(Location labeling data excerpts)
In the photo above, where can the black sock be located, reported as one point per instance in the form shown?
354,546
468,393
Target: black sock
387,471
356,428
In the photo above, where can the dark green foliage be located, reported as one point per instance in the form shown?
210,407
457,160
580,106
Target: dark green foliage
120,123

▶ [Exercise aim]
Write out every line of the items above again, requests included, and add -41 to each coordinate in the answers.

▶ [The completed task]
In the photo above, where can the black sock be located, reported as one point per instance in the form shown?
354,546
468,393
Target: black sock
346,430
315,387
In the photo above, where can the dark green foliage be located, reported as one point per instance in the form shown?
210,407
457,160
580,106
Target: dark green foliage
79,82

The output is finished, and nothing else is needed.